TASK STATEMENT
The records below should be written out again, exactly.

PROVIDED RECORDS
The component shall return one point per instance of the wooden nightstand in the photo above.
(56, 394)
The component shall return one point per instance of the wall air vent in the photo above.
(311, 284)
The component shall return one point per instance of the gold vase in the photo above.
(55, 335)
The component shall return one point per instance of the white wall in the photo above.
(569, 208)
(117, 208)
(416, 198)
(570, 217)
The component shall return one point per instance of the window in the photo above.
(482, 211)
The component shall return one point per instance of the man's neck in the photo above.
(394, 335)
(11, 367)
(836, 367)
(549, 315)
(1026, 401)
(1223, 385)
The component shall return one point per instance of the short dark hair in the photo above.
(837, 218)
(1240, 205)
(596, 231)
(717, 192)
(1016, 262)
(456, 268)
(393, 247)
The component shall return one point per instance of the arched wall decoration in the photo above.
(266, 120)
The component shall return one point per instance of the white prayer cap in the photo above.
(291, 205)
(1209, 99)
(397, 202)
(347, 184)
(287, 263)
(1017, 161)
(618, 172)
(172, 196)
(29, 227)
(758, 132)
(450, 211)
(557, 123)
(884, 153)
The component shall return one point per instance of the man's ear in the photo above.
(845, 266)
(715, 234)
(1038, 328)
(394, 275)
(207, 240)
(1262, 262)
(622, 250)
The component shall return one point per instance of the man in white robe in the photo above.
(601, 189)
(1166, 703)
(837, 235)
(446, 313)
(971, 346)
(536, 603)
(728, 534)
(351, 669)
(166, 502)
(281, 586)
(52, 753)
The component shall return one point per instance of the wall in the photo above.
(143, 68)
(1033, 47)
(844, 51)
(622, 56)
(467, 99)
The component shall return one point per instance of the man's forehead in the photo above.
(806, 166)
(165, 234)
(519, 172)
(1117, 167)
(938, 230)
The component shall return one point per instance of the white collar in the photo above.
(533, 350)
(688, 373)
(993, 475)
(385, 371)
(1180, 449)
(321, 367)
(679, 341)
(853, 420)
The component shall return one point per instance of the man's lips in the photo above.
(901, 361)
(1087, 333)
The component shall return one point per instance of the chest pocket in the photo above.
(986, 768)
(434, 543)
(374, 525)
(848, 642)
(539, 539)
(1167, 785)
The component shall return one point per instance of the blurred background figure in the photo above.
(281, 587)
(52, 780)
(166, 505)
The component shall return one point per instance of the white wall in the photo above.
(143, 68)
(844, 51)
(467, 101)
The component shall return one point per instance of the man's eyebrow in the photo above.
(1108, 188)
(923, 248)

SOLVED PROBLEM
The component shall return one point per instance of the wooden nightstand in the photo above.
(56, 394)
The component shall return one point per instance of the wall air vent in the photo above.
(311, 284)
The component shall return one point per instance of the gold vase in the photo above.
(55, 335)
The component shall return one point per instance of the white wall in the photo above.
(569, 208)
(117, 208)
(416, 198)
(570, 217)
The component shall return one point per instance of the window in the photo above.
(482, 211)
The component shall return one point per instance of the man's neck in the photo above.
(394, 335)
(11, 367)
(836, 367)
(549, 315)
(1026, 401)
(1223, 385)
The component shall return one point per instance of the short dark hair in the photo above.
(837, 218)
(1240, 205)
(596, 231)
(717, 192)
(1016, 262)
(456, 268)
(393, 247)
The component shall return one point per instance of the arched wall decoration in the photo above.
(266, 120)
The component shall return one point per instance of the white prayer cap in the photo above.
(291, 205)
(1209, 99)
(397, 202)
(347, 184)
(287, 263)
(1017, 161)
(618, 172)
(172, 196)
(29, 227)
(758, 132)
(450, 211)
(557, 123)
(884, 153)
The component shall return one point per instance of the man's ear in the photo above.
(845, 266)
(715, 234)
(1038, 328)
(394, 275)
(207, 240)
(1262, 262)
(622, 250)
The component shall return one point per instance of the man in white robe in the photo above.
(601, 189)
(1166, 703)
(837, 235)
(446, 313)
(971, 346)
(536, 603)
(728, 534)
(351, 669)
(166, 502)
(281, 586)
(52, 753)
The component shall return one point per instance of the wall in the photo above.
(143, 68)
(1033, 47)
(844, 51)
(622, 56)
(467, 99)
The component shall return one point per instance of the man's forehead in the photo above.
(806, 166)
(165, 234)
(519, 172)
(1117, 167)
(938, 230)
The component shall return one point per instance of the white collar in the photo above.
(533, 350)
(688, 373)
(993, 475)
(385, 371)
(1180, 449)
(321, 367)
(679, 341)
(853, 420)
The component shall return one point per instance of the man's lips in the photo above.
(901, 361)
(1087, 333)
The component shall return one point per instance of the chest pocket in the photo above.
(986, 768)
(434, 543)
(374, 525)
(848, 642)
(539, 539)
(1167, 785)
The component shall return one point per instance of the blurred background figure in the photo above.
(281, 587)
(52, 780)
(166, 505)
The component shall return one point per instance of the white wall in the photo above.
(143, 68)
(844, 51)
(467, 101)
The component shall return one point per instance of the man's eyebrow in the photo above.
(1108, 188)
(923, 248)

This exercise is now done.